*TRECHO DO DOCUMENTO*:
================================

Ferramentas de gestão, markut e preço da semente

Edição XIII | 04 - Jul . 2009

    Os critérios e fatores formadores do preço final da semente, bem como o markup, nem sempre parecem lógicos, e a impressão que algumas vezes permanece é que ela é uma prática mais especulativa do que racional, prendendo-se visivelmente à capacidade de alocar recursos por parte do cliente ou da oferta potencial de sementes no mercado. Embora tenha um fundo de verdade, a questão é muito mais complexa do que possa parecer.

    Em qualquer atividade tem-se ao menos duas ocupações distintas a serem realizadas com eficácia para que o retorno do investimento tenha efeito. A primeira, diz respeito à qualidade do processo de produção em si, que requer principalmente tecnologia de processo e de produto. A segunda é a comercialização, que tem na formação de preço a sua principal dificuldade, ancorada nos custos realizados, custo-meta da próxima safra, movimentação do mercado e, por fim, o markup.

    É necessário, porém, compreender o significado de markup e o modelo básico de formação de preço. O primeiro é um termo usado para indicar quanto do preço do produto está acima do seu custo de produção e distribuição, e o valor representa a quantia efetivamente cobrada sobre o produto, a fim de obter o preço de venda.

================================

*MATERIAL DE ORIGEM*:

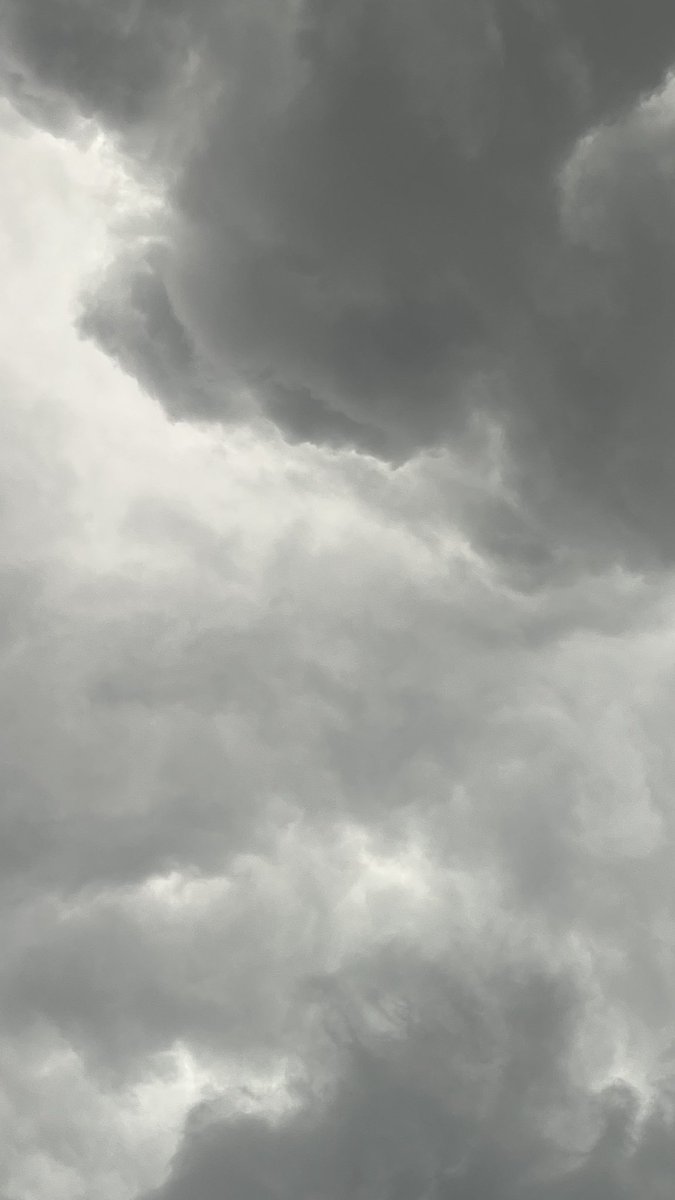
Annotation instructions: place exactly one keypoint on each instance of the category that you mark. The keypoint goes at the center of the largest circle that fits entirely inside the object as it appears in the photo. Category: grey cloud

================================

*SOBRE A TAREFA*: De acordo com o trecho do documento sobre o preço da semente, o que indica o termo markup?

*RESPOSTA DA TAREFA*: Indica quanto do preço do produto está acima do seu custo de produção e distribuição.